Work task:
Could you print every record below exactly as written?

====== Recorded information

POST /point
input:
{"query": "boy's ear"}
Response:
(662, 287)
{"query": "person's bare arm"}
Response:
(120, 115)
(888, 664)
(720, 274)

============

Solution to the exercise:
POST /point
input:
{"query": "boy's ear"}
Response:
(662, 287)
{"query": "person's bare arm"}
Response:
(120, 115)
(888, 664)
(720, 274)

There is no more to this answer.